- **Given task**
Write out the album text starting at "Studio album by" and ending at "through Jetset Records.", switching "Indie rock" to "Alternative rock".

- **Excerpted text**
* START *
Studio album by Firewater
- Released: January 20, 2004
- Recorded: Vibromonk Studios, Brooklyn, New York
- Genre: Indie rock
- Length: 45:12
- Label: Jetset
- Producer: Tod Ashley, Tamir Muskat

Firewater chronology
| The Man on the Burning Tightrope (2003) | Songs We Should Have Written (2004) | The Golden Hour (2008) |

= Songs We Should Have Written =

Songs We Should Have Written is a cover album by Firewater, released in 2004 through Jetset Records.

Professional ratings
Review scores
| Source | Rating |
| AllMusic |  |
| Pitchfork Media | 7.0/10 |
| Stylus Magazine | B− |

==Track listing==

| No. | Title | Writer(s) | Original artist (date) | Length |
|---|---|---|---|---|
| 1. | "The Beat Goes On" | Sonny Bono | Sonny & Cher (1967) | 4:01 |
| 2. | "This Town" | Lee Hazlewood | Nancy Sinatra & Lee Hazlewood (1967) | 4:09 |
| 3. | "Diamonds & Gold" | Tom Waits | Tom Waits (1985) | 3:52 |
| 4. | "Folsom Prison Blues" | Johnny Cash | Johnny Cash (1955) | 4:56 |
| 5. | "Storm Warning" | Duke Reid, Lynn Taitt | Lynn Taitt & The Boys (1966) | 3:00 |
| 6. | "Hey Bulldog" | John Lennon | The Beatles (1969) | 3:15 |
| 7. | "Some Velvet Morning" | Lee Hazlewood | Nancy Sinatra & Lee Hazlewood (1967) | 4:22 |
| 8. | "This Little Light of Mine" | Harry Dixon Loes |  | 3:38 |
| 9. | "Paint It Black" | Jagger/Richards | The Rolling Stones (1966) | 5:51 |
| 10. | "Is That All There Is?" | Jerry Leiber and Mike Stoller | Peggy Lee (1969) | 4:11 |
| 11. | "I Often Dream of Trains" | Robyn Hitchcock | Robyn Hitchcock (1984) | 3:57 |

== Personnel ==
- Firewater
- Tod Ashley – vocals, bass guitar, Mellotron, production, design
- Oren Kaplan – guitar
- Al Jenkins – guitar
- Tamir Muskat – drums, loops, Mellotron, B-3 organ, production, mixing
- Additional musicians and production
- Doug Henderson – recording on "This Little Light of Mine"
* END *
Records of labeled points
* START *
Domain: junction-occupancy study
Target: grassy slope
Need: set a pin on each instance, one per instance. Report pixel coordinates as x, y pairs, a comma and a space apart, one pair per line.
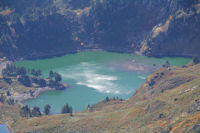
164, 107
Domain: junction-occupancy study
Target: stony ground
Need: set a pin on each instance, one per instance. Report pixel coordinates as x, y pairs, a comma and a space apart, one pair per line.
169, 101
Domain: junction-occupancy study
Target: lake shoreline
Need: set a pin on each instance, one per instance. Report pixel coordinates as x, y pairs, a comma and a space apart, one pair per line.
59, 54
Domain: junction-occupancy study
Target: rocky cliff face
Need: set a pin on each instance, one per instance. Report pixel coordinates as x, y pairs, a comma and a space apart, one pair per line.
31, 29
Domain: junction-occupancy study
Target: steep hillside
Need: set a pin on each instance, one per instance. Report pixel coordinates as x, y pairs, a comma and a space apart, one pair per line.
33, 29
169, 101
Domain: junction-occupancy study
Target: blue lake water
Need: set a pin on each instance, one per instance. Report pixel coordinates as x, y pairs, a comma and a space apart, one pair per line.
4, 129
94, 75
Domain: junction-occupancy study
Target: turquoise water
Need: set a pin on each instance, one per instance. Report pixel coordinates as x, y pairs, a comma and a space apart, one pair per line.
4, 129
94, 75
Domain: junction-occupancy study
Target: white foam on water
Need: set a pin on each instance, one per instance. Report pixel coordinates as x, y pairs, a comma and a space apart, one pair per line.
87, 74
141, 77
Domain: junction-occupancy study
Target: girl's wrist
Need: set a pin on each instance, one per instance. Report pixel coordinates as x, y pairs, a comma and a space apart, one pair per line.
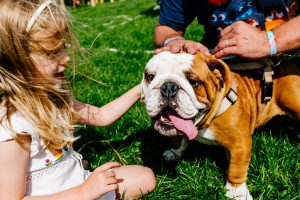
167, 41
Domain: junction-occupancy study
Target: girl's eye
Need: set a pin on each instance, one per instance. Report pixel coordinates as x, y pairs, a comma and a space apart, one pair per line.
149, 77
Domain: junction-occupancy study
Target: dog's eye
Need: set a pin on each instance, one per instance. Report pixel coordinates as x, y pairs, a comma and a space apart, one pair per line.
149, 77
194, 83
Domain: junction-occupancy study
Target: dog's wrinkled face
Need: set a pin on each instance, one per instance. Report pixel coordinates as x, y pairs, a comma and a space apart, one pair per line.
174, 90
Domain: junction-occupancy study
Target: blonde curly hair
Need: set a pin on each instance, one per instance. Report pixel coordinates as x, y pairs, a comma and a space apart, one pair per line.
22, 88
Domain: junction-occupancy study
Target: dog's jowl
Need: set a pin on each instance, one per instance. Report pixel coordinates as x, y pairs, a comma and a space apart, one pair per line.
199, 98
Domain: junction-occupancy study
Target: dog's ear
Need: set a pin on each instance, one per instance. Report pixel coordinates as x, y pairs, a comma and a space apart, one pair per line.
220, 70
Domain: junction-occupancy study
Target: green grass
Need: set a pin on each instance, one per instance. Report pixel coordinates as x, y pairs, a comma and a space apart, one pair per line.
127, 26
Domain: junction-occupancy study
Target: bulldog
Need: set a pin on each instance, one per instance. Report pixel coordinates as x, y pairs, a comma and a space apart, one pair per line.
194, 97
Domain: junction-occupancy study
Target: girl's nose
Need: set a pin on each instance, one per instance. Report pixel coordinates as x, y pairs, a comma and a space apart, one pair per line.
64, 58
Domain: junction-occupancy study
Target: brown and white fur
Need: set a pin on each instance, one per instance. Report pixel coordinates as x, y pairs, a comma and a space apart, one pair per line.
184, 86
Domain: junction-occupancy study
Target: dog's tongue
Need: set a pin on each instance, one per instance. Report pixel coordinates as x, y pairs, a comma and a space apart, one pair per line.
185, 125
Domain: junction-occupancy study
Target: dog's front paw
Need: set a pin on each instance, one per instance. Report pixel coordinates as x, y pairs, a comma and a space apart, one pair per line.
238, 193
171, 155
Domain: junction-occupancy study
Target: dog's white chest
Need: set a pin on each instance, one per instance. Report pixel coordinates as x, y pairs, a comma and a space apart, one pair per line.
206, 136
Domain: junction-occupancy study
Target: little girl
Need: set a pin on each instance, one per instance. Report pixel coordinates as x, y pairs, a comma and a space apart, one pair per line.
38, 115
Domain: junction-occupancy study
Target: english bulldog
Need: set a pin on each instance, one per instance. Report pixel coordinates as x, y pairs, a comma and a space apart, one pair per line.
198, 98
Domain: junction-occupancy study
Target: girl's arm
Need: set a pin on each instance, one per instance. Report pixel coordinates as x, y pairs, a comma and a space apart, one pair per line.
13, 170
109, 113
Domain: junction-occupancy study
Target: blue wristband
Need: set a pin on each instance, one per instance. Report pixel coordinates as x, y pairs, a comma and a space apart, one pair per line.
272, 43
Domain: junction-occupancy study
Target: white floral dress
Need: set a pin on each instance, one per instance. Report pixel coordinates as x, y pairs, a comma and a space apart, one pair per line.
48, 172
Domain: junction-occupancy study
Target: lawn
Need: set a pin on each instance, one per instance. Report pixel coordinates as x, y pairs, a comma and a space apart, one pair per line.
116, 41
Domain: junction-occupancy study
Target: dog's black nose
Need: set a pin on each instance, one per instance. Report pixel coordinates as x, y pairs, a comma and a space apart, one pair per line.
169, 89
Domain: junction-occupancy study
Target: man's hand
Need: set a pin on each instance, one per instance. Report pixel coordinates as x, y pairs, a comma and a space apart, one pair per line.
243, 40
181, 45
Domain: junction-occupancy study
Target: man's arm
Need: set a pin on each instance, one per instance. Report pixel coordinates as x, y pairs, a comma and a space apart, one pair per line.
176, 42
287, 35
244, 40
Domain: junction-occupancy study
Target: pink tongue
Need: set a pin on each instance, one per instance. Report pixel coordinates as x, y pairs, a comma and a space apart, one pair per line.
185, 125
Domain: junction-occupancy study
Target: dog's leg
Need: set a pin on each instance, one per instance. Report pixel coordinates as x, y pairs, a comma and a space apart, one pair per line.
180, 145
239, 160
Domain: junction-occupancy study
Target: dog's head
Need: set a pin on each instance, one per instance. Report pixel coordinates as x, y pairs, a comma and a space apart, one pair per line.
178, 87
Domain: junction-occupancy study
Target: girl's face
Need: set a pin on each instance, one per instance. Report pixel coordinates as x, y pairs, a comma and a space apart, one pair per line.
51, 65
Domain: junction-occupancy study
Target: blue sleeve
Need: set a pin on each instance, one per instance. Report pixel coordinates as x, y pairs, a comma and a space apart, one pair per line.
177, 14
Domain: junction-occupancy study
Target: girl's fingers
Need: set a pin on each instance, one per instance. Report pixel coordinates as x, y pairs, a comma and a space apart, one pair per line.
108, 166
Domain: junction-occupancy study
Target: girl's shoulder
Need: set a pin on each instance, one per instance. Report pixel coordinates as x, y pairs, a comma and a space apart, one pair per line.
16, 124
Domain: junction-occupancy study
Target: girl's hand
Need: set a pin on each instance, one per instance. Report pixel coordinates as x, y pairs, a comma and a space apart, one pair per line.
243, 40
181, 45
101, 181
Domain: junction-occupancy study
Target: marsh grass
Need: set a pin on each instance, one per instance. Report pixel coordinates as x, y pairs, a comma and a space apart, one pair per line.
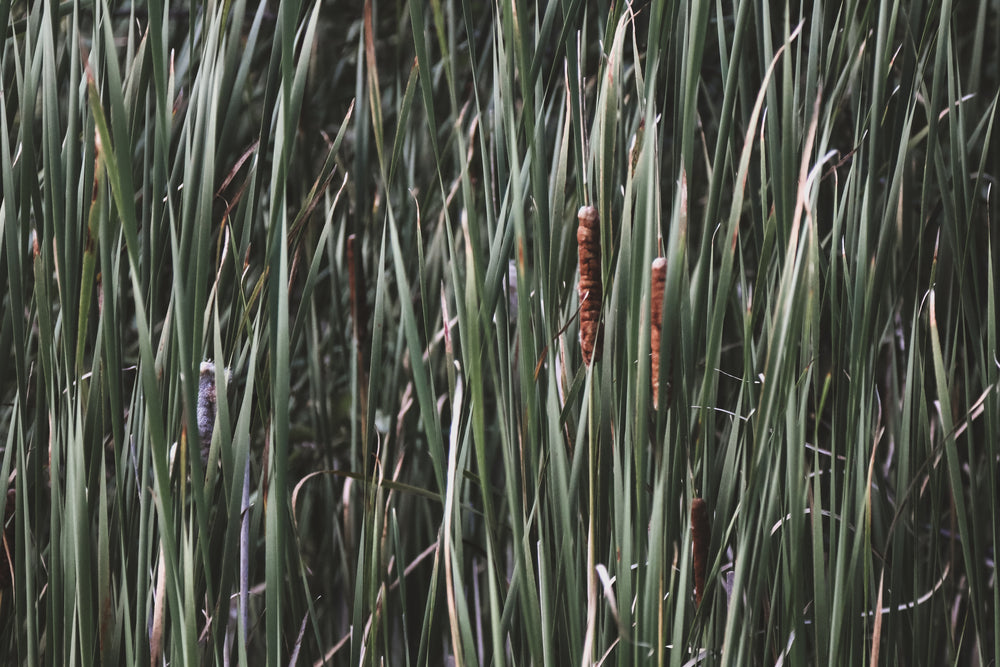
447, 480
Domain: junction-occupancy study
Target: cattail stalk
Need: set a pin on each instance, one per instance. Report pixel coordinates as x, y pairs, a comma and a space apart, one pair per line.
700, 536
658, 280
588, 239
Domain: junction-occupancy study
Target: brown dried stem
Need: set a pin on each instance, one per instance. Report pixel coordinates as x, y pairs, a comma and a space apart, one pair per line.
701, 535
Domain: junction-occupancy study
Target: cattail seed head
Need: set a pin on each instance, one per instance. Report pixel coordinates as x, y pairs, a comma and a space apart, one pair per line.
206, 407
588, 239
658, 280
701, 535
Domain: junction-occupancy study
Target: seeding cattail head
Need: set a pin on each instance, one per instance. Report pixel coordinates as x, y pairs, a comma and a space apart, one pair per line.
206, 407
700, 536
588, 240
657, 281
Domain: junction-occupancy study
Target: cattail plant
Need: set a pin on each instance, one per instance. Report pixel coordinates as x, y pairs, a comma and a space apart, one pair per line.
206, 407
7, 544
700, 535
588, 239
657, 281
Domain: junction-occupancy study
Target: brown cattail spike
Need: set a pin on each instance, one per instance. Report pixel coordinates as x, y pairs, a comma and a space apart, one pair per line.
588, 239
657, 281
358, 297
700, 536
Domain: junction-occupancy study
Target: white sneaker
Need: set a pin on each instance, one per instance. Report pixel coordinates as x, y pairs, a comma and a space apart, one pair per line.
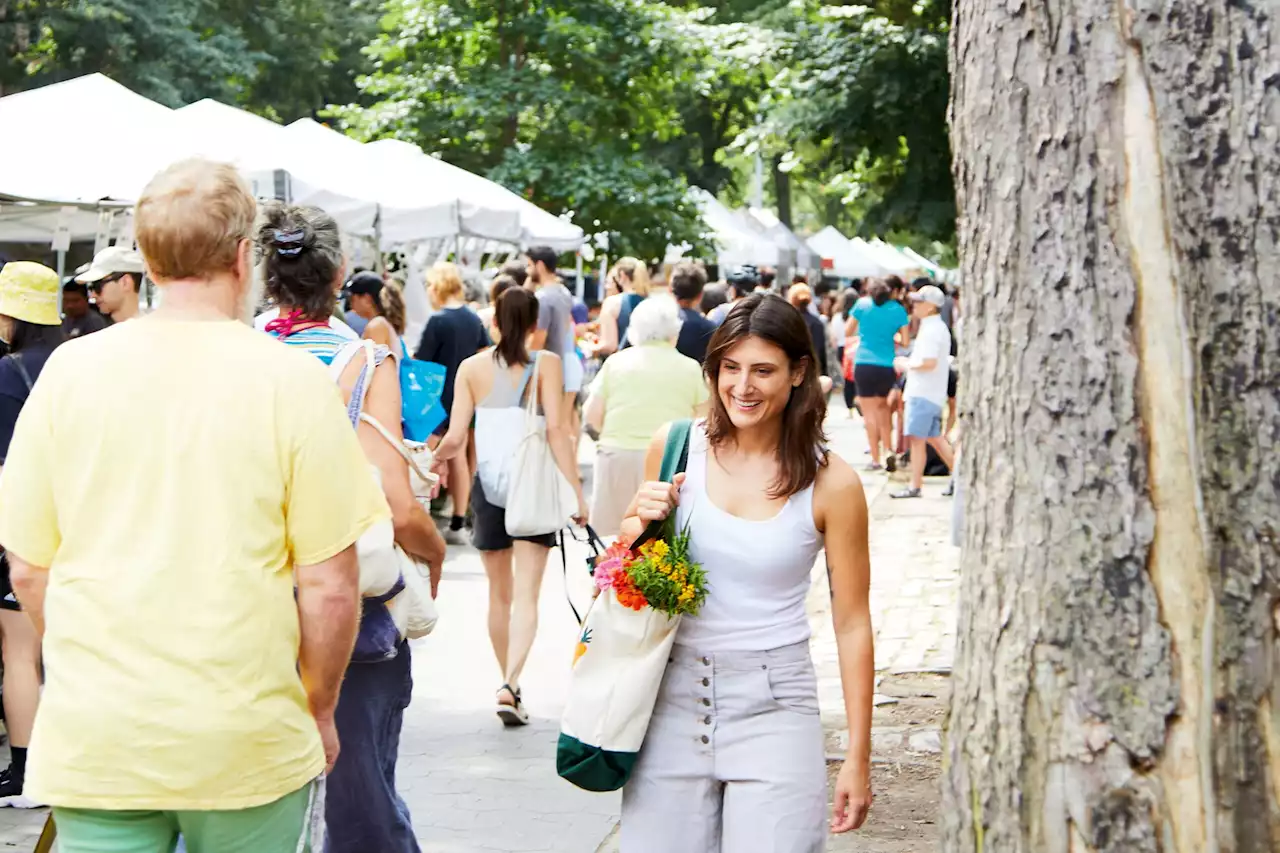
12, 796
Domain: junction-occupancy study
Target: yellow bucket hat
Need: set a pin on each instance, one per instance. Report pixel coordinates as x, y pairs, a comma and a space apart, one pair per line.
28, 291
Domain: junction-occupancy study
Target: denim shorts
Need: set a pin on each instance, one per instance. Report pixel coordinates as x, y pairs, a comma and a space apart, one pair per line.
923, 418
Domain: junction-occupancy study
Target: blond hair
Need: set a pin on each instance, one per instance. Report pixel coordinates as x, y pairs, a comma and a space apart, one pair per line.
800, 295
636, 273
444, 283
192, 218
391, 300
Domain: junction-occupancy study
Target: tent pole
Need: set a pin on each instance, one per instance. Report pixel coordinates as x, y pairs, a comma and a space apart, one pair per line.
62, 272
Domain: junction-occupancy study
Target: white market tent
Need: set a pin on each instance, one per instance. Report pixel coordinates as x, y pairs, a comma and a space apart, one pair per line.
51, 178
801, 258
535, 226
924, 263
736, 243
400, 203
848, 259
886, 256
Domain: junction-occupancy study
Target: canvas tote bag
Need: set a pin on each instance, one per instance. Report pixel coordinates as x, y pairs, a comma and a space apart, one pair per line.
618, 665
540, 498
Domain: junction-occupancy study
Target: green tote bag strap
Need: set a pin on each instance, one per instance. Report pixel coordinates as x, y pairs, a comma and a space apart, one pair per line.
675, 459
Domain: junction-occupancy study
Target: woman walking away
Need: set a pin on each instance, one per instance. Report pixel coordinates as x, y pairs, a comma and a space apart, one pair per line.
304, 259
497, 287
848, 346
31, 328
876, 319
734, 757
452, 336
638, 391
631, 278
493, 386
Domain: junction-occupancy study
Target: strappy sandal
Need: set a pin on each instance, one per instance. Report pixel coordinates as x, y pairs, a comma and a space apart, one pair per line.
512, 714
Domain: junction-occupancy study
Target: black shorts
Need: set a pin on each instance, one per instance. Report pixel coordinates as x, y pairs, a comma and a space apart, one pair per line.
489, 525
8, 601
873, 381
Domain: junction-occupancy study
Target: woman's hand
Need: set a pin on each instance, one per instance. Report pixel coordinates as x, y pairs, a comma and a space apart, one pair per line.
656, 500
853, 796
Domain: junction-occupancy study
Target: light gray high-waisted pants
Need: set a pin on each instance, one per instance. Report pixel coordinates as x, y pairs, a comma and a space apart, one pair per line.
734, 760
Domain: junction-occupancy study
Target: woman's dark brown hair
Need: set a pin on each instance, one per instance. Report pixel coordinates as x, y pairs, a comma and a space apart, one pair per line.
515, 315
878, 291
803, 448
302, 252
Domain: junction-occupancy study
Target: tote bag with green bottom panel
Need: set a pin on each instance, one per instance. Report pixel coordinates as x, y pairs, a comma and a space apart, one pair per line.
618, 665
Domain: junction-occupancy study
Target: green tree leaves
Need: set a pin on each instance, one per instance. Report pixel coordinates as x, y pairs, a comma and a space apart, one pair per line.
864, 99
565, 101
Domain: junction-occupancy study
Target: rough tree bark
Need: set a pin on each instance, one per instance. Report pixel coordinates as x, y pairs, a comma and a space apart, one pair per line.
1116, 684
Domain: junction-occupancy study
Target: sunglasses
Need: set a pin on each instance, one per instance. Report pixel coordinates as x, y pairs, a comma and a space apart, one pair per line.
96, 287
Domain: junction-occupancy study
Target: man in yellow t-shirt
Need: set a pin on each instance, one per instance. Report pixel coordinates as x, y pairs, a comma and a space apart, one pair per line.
188, 688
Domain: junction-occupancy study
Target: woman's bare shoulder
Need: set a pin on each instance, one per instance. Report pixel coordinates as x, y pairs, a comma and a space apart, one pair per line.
837, 483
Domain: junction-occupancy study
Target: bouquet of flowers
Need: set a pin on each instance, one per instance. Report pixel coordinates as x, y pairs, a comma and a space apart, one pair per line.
659, 575
626, 641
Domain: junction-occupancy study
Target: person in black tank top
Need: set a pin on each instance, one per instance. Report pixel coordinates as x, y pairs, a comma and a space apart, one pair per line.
631, 278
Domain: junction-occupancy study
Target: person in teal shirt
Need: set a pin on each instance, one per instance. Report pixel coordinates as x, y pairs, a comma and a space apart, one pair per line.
876, 319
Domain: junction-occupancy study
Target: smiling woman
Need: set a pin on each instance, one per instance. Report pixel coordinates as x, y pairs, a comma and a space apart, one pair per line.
760, 498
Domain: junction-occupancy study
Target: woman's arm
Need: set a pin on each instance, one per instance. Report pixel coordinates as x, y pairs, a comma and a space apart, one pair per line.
379, 331
460, 418
609, 325
560, 429
840, 507
656, 500
415, 530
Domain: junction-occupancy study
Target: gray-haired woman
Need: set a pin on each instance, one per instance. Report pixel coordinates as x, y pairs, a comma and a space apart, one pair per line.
638, 391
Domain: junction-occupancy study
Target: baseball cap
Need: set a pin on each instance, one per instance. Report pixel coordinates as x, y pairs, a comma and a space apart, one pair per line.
366, 283
28, 292
112, 260
931, 293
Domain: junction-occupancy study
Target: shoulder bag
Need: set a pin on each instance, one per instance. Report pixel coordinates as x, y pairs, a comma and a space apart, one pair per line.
540, 498
618, 666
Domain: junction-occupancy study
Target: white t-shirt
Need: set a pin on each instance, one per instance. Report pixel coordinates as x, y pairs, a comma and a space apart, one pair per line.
933, 341
334, 323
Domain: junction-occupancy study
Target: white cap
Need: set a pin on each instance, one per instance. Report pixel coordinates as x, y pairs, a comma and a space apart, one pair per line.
112, 261
931, 293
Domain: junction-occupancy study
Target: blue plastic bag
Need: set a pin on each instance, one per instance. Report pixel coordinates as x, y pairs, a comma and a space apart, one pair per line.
421, 388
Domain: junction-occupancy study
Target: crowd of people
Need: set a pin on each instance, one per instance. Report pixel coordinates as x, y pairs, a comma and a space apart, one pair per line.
218, 629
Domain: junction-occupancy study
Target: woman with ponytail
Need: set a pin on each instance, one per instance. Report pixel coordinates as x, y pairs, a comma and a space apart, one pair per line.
631, 278
380, 302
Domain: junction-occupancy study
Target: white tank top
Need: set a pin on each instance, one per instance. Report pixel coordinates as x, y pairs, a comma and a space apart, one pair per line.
757, 571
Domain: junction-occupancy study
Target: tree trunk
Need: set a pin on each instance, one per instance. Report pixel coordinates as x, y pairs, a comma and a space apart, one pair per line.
782, 190
1116, 172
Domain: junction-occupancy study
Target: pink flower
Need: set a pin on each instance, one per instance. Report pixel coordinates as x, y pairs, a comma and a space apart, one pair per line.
606, 573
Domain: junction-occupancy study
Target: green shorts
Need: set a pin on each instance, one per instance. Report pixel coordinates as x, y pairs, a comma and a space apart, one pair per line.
277, 828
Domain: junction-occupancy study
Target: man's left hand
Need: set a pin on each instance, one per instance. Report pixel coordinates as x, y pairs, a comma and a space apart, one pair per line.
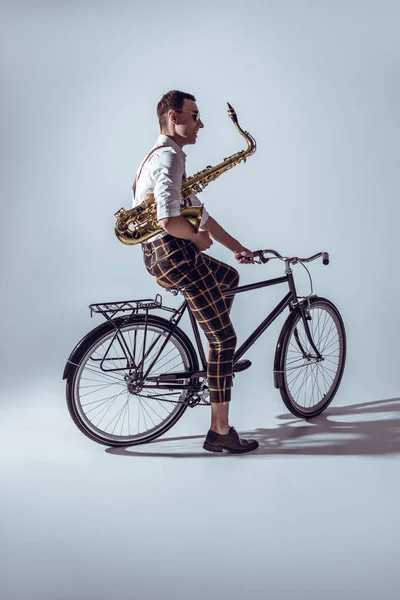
244, 256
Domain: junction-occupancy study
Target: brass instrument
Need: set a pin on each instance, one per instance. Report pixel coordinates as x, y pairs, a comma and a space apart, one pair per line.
143, 218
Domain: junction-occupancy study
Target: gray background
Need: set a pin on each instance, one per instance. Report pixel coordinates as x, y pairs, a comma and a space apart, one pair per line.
316, 83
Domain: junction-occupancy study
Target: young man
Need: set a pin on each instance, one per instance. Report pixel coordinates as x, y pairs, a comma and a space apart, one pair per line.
176, 258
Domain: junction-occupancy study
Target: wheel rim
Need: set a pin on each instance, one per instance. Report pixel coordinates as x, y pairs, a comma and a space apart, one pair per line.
102, 400
310, 383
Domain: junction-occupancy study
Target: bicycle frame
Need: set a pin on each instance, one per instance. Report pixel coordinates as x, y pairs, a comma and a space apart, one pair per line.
290, 300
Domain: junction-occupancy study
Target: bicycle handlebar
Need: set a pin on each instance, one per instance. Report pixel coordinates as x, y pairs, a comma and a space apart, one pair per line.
292, 259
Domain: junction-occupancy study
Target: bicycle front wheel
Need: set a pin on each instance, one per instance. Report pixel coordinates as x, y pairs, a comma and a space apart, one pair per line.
308, 384
103, 395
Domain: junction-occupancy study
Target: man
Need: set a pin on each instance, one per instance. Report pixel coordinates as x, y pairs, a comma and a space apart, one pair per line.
175, 257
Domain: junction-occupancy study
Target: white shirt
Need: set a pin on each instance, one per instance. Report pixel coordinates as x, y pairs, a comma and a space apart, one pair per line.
162, 175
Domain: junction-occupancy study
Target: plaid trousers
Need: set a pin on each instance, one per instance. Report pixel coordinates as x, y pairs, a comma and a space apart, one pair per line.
176, 262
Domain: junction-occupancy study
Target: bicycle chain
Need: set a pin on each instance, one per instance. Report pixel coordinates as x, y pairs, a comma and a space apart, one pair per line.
190, 403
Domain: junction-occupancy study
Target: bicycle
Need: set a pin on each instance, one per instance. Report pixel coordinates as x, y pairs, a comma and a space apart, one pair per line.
131, 378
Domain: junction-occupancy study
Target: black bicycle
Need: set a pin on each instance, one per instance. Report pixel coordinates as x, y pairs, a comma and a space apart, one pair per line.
131, 378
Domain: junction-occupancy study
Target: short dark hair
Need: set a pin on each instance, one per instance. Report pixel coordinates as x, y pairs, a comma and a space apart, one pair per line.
171, 100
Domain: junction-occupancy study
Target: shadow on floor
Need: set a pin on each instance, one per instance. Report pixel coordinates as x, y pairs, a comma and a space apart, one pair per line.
372, 428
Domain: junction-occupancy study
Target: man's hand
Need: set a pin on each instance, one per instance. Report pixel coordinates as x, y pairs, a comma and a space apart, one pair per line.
202, 240
244, 256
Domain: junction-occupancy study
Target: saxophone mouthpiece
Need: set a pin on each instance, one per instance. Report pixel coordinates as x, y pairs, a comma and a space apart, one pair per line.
232, 113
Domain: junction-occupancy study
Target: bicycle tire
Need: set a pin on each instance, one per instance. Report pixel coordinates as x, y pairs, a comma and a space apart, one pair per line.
91, 344
325, 319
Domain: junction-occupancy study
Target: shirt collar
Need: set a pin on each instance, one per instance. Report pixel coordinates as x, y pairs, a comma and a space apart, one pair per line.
167, 141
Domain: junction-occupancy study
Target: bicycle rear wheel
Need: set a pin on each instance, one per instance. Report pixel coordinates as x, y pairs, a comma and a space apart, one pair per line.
107, 405
309, 385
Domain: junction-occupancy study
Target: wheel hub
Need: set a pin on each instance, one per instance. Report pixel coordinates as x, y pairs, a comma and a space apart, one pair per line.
134, 382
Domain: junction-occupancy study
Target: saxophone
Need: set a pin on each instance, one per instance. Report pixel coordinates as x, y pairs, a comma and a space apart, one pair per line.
140, 223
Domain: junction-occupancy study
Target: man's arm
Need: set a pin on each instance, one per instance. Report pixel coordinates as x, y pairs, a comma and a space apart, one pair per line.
242, 254
220, 235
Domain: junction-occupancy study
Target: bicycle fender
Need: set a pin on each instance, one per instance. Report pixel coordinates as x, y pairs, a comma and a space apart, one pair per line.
278, 361
81, 347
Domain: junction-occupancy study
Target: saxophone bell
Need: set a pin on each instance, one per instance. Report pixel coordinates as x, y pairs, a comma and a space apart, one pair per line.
140, 223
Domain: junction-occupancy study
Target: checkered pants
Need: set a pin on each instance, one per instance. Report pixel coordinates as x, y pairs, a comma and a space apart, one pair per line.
176, 262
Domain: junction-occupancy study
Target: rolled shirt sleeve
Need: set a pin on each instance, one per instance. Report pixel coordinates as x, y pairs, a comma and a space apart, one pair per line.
168, 184
196, 202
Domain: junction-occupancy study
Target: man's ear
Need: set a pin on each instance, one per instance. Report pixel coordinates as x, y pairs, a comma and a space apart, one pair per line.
172, 115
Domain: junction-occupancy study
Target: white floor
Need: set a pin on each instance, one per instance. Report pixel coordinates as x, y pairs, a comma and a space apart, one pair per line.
314, 513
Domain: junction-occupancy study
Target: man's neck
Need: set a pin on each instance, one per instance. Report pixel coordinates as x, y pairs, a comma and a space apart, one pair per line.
179, 141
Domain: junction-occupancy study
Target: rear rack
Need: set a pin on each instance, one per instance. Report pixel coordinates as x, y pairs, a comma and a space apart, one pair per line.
110, 309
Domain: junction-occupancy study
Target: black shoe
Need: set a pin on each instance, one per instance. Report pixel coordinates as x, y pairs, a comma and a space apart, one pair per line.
231, 442
241, 365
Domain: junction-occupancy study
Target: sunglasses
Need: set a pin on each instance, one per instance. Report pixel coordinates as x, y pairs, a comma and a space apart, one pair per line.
195, 115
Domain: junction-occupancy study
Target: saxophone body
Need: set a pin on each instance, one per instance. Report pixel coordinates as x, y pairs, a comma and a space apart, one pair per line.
140, 223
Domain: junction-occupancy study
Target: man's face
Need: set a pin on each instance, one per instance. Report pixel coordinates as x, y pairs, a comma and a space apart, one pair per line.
187, 121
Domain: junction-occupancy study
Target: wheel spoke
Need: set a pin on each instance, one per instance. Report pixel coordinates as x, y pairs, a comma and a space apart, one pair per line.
309, 383
102, 400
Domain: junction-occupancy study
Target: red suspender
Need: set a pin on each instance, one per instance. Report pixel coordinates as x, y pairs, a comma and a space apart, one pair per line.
147, 157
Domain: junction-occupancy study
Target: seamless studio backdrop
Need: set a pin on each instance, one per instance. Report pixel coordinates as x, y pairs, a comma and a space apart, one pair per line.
317, 85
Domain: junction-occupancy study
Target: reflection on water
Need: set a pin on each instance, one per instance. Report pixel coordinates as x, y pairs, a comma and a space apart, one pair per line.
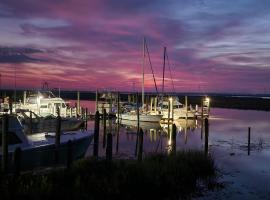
228, 138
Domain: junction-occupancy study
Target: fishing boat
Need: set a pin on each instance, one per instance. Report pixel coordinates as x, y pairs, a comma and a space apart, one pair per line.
44, 103
144, 116
172, 108
48, 123
38, 149
144, 125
* END *
- **Response**
Studio album by Firewater
- Released: January 20, 2004
- Recorded: Vibromonk Studios, Brooklyn, New York
- Genre: Alternative rock
- Length: 45:12
- Label: Jetset
- Producer: Tod Ashley, Tamir Muskat

Firewater chronology
| The Man on the Burning Tightrope (2003) | Songs We Should Have Written (2004) | The Golden Hour (2008) |

= Songs We Should Have Written =

Songs We Should Have Written is a cover album by Firewater, released in 2004 through Jetset Records.